Challenge: Gather each line of the material below that contains the word "shoe", and copy those lines out in full.

Dataset:

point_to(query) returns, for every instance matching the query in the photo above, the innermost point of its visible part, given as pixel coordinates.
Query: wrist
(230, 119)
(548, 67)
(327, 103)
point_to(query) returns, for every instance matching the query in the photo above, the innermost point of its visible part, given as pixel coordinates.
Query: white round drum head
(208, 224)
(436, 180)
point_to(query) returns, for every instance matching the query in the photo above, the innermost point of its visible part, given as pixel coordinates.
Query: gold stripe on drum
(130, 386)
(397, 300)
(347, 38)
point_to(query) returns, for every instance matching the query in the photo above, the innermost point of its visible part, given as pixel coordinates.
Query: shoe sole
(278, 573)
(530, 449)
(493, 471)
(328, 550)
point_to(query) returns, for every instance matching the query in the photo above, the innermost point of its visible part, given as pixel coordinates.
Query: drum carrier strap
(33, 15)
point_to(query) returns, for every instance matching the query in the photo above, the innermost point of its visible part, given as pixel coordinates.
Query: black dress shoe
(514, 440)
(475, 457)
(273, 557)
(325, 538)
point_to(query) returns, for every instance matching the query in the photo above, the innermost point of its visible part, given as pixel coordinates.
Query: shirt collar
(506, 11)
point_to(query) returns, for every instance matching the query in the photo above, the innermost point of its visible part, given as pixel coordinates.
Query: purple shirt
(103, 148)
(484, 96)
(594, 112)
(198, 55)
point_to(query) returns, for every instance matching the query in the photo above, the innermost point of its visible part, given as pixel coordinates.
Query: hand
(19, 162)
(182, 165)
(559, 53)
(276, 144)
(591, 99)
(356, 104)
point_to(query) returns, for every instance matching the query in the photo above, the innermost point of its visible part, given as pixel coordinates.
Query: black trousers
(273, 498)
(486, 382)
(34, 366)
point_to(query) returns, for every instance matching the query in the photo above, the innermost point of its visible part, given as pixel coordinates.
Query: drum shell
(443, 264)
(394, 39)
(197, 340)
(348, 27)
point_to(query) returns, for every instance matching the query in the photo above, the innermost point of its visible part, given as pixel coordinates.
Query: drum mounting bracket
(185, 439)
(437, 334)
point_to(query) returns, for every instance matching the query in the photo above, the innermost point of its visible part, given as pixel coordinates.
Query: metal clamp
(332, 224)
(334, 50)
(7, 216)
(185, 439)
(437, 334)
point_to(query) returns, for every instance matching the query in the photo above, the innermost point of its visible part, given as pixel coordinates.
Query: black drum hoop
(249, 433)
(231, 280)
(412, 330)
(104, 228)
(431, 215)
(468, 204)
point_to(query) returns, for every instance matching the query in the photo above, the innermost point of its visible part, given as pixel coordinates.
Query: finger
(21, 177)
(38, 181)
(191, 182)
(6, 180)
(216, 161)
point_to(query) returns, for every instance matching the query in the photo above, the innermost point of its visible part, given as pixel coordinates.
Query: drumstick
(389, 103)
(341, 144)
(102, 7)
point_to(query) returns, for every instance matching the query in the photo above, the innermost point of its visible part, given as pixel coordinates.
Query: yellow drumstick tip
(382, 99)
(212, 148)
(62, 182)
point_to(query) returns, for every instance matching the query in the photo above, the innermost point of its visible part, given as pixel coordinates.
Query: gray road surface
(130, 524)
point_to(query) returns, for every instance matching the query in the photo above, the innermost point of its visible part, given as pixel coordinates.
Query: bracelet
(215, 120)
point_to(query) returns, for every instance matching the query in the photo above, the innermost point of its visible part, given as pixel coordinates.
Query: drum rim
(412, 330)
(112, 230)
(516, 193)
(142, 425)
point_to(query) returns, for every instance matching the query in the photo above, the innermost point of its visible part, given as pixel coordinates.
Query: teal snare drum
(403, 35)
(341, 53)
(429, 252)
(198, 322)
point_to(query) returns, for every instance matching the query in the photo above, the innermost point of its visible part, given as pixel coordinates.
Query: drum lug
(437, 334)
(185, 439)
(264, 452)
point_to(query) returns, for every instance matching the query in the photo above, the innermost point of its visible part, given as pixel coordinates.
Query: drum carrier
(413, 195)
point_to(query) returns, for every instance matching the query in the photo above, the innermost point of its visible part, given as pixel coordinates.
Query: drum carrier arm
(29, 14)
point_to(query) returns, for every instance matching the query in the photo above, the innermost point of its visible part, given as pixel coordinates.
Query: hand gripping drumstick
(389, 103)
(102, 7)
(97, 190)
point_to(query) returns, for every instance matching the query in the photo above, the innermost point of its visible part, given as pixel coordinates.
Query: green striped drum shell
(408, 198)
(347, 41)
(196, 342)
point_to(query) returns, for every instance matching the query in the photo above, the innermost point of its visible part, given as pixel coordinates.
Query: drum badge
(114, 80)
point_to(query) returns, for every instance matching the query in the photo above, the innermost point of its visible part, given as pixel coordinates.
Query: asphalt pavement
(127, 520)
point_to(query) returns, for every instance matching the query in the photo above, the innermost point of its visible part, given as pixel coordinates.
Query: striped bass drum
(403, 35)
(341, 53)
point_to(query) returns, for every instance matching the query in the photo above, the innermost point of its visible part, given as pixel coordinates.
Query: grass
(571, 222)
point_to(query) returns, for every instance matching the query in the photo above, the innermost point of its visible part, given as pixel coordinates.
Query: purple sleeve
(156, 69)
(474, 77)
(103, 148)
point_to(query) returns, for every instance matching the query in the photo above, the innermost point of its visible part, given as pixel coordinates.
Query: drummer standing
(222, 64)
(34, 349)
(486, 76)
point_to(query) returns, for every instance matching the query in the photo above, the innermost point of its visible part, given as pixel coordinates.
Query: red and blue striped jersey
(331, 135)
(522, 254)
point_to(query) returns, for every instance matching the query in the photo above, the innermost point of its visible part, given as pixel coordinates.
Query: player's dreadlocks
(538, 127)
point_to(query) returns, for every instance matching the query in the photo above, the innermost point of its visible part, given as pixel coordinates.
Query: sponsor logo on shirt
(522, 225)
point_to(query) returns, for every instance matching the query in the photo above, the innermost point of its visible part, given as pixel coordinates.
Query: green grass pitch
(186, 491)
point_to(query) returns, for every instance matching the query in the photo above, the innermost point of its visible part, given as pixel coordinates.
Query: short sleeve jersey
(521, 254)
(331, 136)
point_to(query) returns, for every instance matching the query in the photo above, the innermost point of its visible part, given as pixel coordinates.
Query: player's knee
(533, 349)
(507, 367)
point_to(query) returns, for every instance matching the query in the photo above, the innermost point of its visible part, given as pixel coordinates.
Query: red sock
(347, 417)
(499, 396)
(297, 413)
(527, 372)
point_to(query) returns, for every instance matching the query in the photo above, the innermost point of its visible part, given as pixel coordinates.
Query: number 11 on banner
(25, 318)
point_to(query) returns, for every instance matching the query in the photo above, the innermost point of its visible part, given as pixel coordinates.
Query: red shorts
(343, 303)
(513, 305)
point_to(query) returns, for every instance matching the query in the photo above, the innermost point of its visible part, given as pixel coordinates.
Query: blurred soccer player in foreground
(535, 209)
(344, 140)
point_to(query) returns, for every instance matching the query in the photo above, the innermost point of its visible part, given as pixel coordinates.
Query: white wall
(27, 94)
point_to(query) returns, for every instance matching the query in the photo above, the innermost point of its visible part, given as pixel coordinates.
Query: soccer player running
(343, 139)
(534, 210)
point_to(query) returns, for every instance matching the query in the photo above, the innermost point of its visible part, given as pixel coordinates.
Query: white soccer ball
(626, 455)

Solution:
Query: shoe sole
Query: black dress shoe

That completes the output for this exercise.